Extrait du document:
# # #
Ma stupéfaction augmente encore quand j’entends ces mêmes hommes qui affirment la solidarité humaine, nier celle de la famille : n’est-ce pas affirmer que les ennemis sont frères et que les frères ne doivent pas l’être ? quand ces mêmes hommes qui affirment la solidarité humaine nient la solidarité politique : n’est-ce pas affirmer que je n’ai rien de commun avec mes concitoyens et que tout m’est commun avec les étrangers ? quand ces mêmes hommes, qui affirment la solidarité humaine, nient la solidarité religieuse : n’est-ce pas affirmer l’effet et nier la cause ? sans la solidarité religieuse, la solidarité humaine est-elle explicable ? Je vois donc clairement que les écoles socialistes sont à la fois illogiques et absurdes [...]. »

— Juan Donoso Cortés, Essai sur le catholicisme, le libéralisme et le socialisme (1851), trad. Anonyme, éd. Dominique Martin Morin, 1986 (ISBN 9782856520864), p. 314-315


« Le mal, qui, selon votre doctrine, a son principe dans la société, est une essence ou un accident ; si c’est une essence, il ne suffit pas, pour le détruire, de bouleverser les institutions sociales, il faut en outre détruire la société même, puisqu’elle est l’essence qui le produit sous toutes ses formes ; si, au contraire, ce n’est qu’un accident, vous êtes obligés de faire ce que vous n’avez jamais fait, ce que vous ne faites pas, ce que vous ne pouvez faire : vous êtes obligé d’abord de m’expliquer en quel temps, par quelle cause, de quelle manière et en quelle forme est survenu cet accident, et ensuite par quelle série de déductions vous parvenez à faire de l’homme le rédempteur de la société, en lui donnant le pouvoir de la guérir de ses souillures, de laver ses péchés. »

— Juan Donoso Cortés, Essai sur le catholicisme, le libéralisme et le socialisme (1851), trad. Anonyme, éd. Dominique Martin Morin, 1986 (ISBN 9782856520864), p. 253-254


« Dans l’hypothèse de la bonté innée et absolue de l’homme, l’homme, réformateur universel, est lui-même irréformable ; d’homme il devient Dieu ; son essence cesse d’être humaine pour être divine. Il est en soi absolument bon, et il produit hors de lui, par ses bouleversements, le bien absolu. »
# # #
Lignes:
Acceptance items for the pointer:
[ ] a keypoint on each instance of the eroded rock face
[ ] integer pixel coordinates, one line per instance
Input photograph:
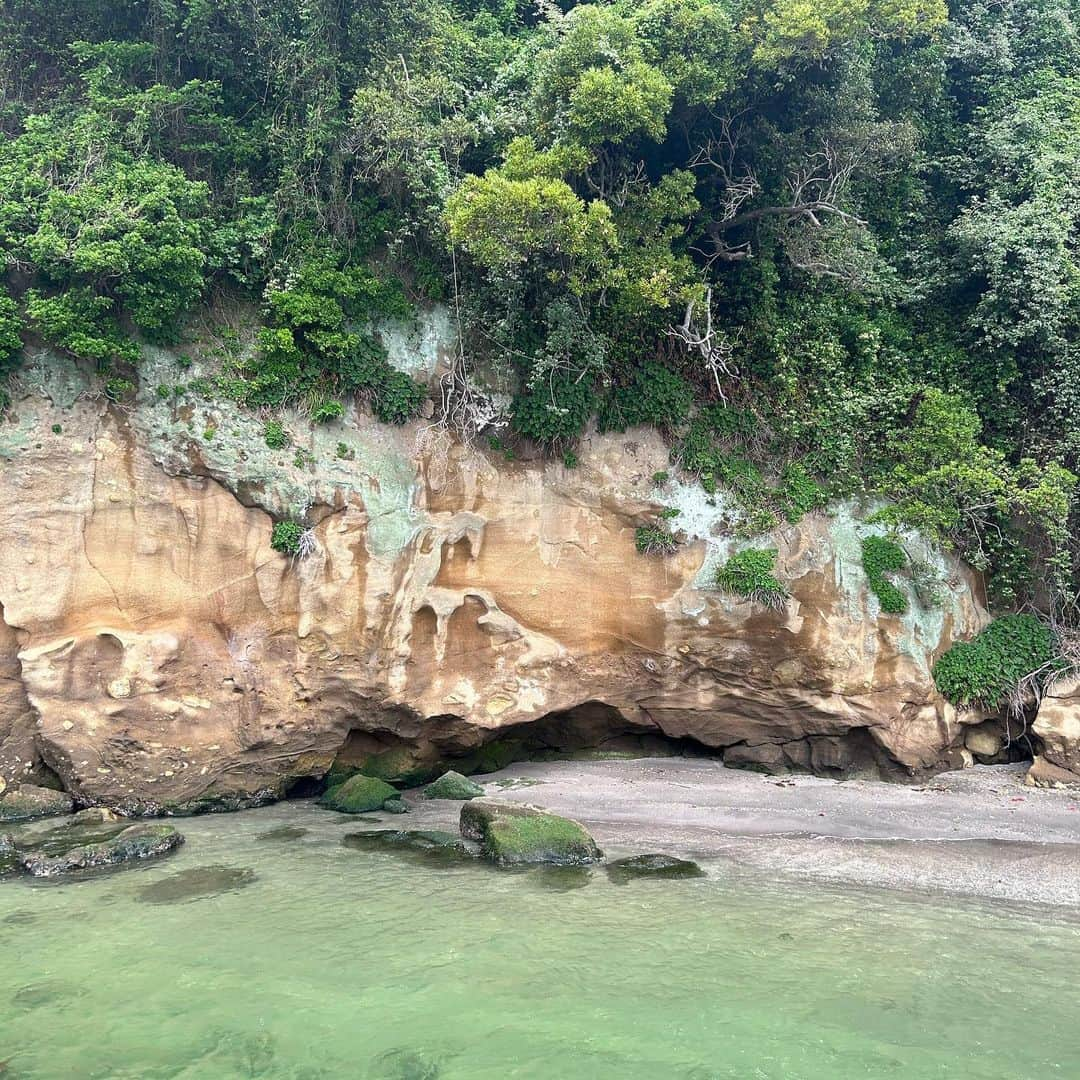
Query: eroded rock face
(159, 656)
(1057, 725)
# # #
Consigne 1:
D'après l'extrait sur le socialisme, que devient l'homme dans l'hypothèse de sa bonté innée et absolue ?
Consigne 2:
Dans l'extrait sur le socialisme, quelles formes de solidarité ces hommes qui affirment la solidarité humaine nient-ils ? Nommez-les toutes.
Consigne 3:
Continuez l'extrait sur le socialisme à partir de sa dernière phrase.

Réponse 1:
D'homme, il devient Dieu : son essence cesse d'être humaine pour être divine.

Réponse 2:
La solidarité de la famille, la solidarité politique et la solidarité religieuse.

Réponse 3:
— Juan Donoso Cortés, Essai sur le catholicisme, le libéralisme et le socialisme (1851), trad. Anonyme, éd. Dominique Martin Morin, 1986 (ISBN 9782856520864), p. 248


« Le libéralisme, et c’est là son erreur fondamentale n’attache d’importance qu’aux questions de gouvernement ; or, comparées aux questions sociales et religieuses, elles n’en ont véritablement aucune. Et voilà pourquoi le libéralisme est toujours et partout si complètement éclipsé dès qu’apparaissent sur la scène les catholiques et les socialistes, posant au monde leurs redoutables problèmes et le sommant de choisir entre leurs solutions contradictoires. »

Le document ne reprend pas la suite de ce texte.